> **Directions for this task**
Work through the data below and copy out every line where "shadow" is found.

> **Information supplied**
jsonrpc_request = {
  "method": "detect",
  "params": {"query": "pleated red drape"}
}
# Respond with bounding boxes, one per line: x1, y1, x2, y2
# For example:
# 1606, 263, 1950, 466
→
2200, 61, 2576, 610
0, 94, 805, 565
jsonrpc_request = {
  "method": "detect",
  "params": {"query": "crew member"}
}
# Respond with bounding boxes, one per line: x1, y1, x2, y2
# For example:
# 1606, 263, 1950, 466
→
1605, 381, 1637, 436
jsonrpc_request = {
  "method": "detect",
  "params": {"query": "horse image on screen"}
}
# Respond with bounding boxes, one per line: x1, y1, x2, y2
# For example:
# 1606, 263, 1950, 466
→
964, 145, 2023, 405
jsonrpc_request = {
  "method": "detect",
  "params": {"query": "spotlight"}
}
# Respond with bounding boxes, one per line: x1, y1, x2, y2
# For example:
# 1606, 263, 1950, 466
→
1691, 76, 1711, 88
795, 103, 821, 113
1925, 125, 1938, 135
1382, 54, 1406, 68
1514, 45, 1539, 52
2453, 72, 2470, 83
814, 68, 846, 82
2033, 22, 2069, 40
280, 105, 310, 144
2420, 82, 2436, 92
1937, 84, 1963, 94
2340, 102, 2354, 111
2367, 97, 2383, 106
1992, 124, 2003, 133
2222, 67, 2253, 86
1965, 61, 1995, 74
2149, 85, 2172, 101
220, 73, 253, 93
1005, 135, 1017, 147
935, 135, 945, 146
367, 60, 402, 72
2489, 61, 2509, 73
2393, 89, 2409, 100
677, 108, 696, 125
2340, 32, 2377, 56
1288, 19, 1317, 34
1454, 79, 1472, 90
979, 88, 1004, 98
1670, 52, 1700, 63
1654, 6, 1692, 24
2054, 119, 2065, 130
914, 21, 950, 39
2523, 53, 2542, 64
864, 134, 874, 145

* * *

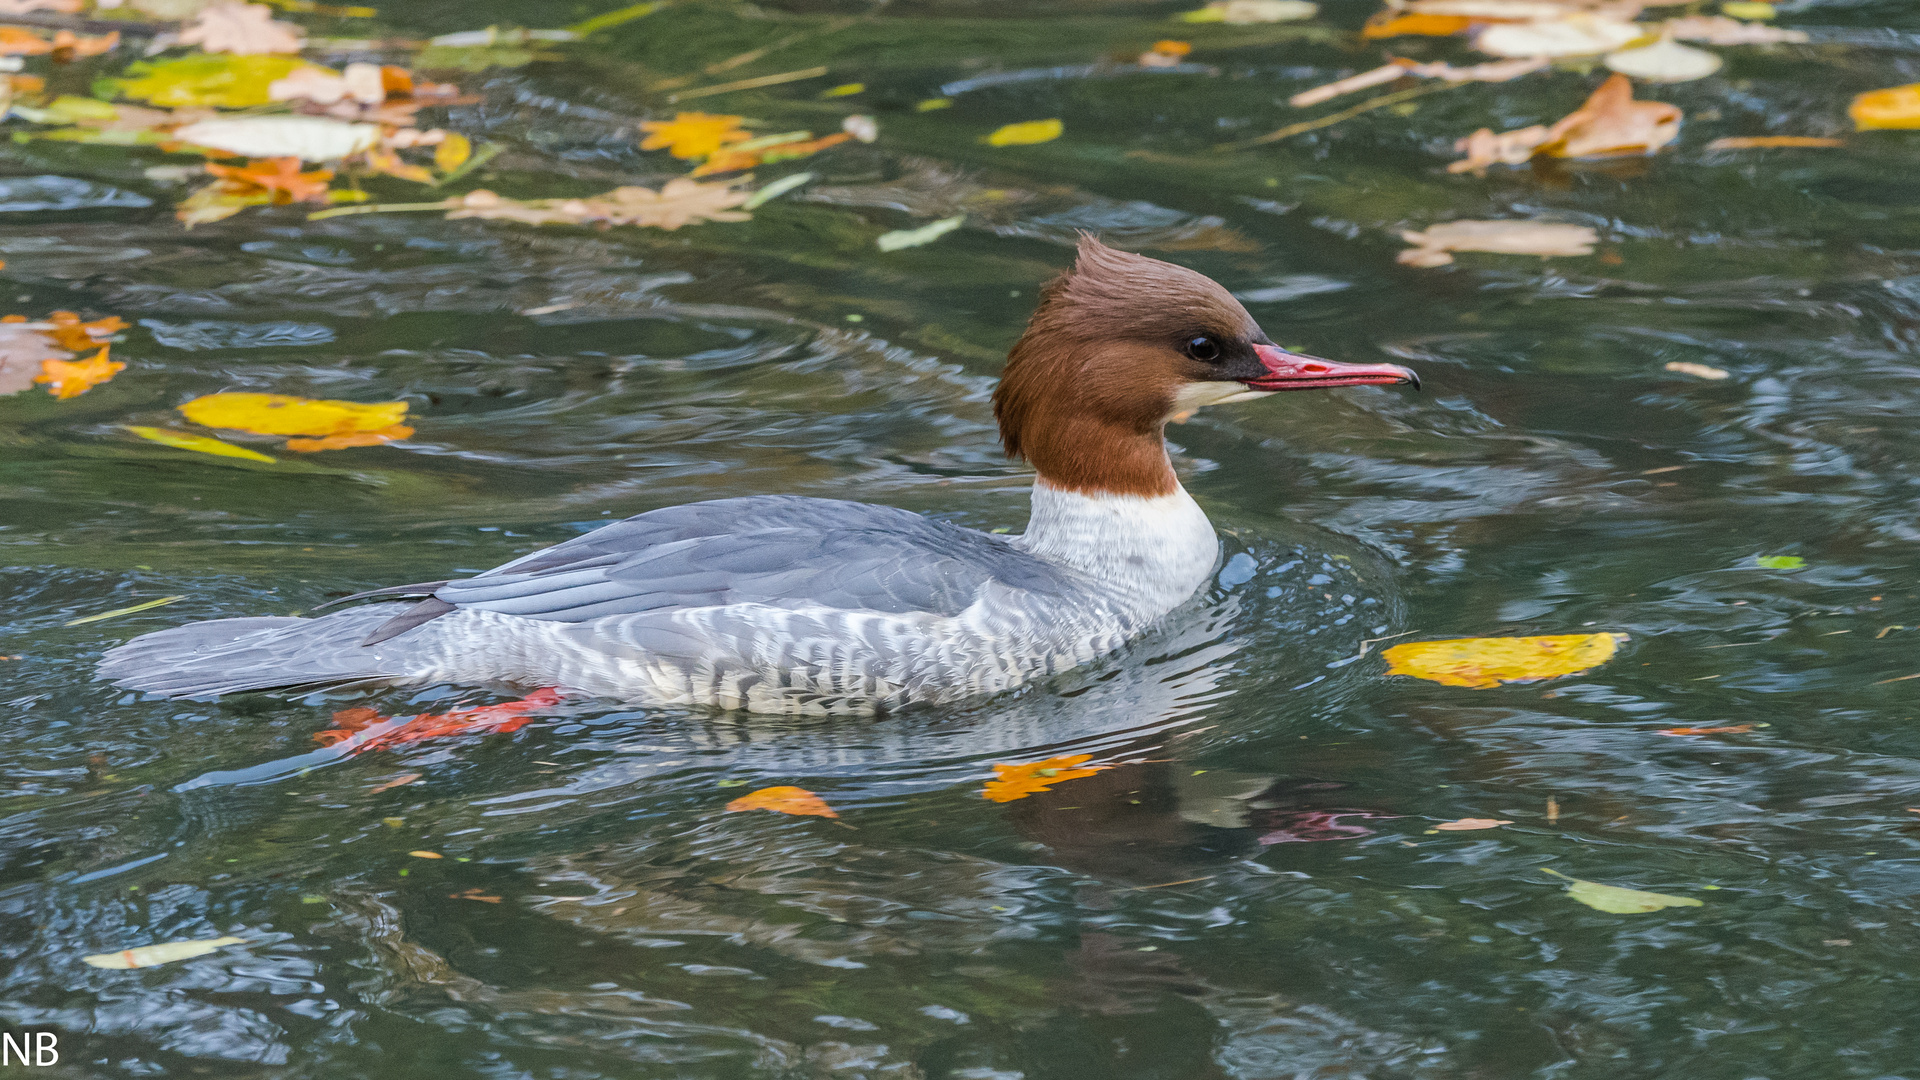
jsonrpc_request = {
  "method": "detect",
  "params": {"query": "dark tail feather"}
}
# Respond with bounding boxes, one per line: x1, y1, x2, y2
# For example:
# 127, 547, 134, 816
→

==

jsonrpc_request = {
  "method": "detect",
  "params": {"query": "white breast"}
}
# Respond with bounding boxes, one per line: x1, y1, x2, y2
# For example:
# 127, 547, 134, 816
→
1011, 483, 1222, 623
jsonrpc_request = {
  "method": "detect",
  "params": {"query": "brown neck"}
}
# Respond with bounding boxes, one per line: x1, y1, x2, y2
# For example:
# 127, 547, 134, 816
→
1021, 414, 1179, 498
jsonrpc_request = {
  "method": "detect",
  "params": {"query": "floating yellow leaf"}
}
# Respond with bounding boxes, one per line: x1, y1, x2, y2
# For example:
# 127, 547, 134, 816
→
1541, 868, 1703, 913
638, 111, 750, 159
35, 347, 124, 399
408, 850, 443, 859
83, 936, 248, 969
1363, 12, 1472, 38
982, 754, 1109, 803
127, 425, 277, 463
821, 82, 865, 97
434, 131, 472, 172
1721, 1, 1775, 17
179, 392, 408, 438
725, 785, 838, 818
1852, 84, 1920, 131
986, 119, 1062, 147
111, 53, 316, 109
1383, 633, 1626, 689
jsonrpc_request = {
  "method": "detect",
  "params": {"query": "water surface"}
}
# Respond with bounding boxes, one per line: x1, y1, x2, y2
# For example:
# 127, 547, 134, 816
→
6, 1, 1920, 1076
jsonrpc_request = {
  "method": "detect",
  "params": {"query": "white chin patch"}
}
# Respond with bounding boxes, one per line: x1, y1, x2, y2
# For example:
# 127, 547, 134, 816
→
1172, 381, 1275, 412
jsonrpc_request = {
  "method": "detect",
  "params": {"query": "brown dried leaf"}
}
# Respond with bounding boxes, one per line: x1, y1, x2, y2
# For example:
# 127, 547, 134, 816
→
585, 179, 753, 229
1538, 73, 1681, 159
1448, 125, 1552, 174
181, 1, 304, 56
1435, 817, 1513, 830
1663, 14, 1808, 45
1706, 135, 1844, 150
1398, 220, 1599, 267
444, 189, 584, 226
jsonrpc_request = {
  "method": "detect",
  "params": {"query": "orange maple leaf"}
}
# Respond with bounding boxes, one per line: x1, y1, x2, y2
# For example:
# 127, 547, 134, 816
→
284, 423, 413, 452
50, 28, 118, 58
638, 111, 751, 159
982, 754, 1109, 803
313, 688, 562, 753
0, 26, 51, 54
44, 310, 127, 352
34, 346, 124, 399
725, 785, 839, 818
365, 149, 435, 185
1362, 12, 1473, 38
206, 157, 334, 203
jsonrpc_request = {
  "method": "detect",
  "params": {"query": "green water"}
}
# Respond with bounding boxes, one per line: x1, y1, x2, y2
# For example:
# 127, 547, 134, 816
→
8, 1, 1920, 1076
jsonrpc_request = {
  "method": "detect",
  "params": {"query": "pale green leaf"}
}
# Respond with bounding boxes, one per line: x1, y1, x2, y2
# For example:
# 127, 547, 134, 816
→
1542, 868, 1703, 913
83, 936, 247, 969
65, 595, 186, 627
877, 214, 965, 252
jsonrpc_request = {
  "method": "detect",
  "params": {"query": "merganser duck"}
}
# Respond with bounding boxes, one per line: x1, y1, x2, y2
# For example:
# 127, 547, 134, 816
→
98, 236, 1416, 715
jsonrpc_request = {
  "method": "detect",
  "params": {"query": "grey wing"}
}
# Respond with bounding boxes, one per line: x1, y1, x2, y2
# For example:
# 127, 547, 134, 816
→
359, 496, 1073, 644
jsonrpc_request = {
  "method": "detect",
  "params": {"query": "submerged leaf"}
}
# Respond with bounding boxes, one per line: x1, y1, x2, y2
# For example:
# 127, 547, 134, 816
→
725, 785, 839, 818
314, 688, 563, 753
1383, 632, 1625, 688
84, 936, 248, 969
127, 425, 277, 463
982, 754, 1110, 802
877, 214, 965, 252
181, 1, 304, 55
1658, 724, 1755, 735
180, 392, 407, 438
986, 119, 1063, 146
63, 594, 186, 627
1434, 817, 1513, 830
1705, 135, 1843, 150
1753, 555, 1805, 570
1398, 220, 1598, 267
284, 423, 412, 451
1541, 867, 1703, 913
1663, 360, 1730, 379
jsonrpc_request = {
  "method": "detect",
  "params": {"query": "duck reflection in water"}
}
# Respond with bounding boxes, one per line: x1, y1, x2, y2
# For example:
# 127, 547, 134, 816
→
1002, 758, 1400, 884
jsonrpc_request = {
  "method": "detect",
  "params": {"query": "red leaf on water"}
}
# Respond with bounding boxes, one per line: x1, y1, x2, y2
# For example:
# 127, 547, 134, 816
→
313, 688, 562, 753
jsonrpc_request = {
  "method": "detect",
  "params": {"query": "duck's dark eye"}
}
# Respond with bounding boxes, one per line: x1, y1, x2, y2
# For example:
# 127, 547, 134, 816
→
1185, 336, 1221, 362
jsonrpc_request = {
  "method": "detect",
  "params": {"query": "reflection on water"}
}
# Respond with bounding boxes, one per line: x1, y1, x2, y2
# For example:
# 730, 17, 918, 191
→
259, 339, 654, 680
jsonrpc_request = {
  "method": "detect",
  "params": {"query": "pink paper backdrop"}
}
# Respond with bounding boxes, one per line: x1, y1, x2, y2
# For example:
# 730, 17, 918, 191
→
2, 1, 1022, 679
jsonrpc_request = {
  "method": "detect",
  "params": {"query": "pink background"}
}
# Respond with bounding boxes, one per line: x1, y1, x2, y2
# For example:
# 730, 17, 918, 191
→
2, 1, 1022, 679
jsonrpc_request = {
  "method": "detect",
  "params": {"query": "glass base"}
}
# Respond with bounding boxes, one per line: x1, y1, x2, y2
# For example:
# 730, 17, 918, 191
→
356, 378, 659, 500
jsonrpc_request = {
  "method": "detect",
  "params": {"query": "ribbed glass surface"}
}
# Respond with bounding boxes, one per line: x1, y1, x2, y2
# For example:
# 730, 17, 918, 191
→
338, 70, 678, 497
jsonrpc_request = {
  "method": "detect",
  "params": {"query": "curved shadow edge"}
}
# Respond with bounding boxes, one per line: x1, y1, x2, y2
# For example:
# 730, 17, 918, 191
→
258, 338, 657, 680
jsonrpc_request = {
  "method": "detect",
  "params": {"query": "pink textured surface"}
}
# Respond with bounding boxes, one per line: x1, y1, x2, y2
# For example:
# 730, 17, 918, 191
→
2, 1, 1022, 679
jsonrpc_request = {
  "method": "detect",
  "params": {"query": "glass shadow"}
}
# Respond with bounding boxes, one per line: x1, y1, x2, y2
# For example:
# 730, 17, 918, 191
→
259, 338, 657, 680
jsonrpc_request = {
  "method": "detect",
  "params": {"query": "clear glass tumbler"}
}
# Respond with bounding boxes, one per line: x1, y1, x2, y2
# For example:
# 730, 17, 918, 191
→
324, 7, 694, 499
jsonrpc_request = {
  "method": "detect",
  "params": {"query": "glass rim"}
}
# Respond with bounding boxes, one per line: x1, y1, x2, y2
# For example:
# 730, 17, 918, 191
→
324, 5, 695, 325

> **Final answer**
  "params": {"query": "curved shadow edge"}
  "params": {"query": "glass shadow"}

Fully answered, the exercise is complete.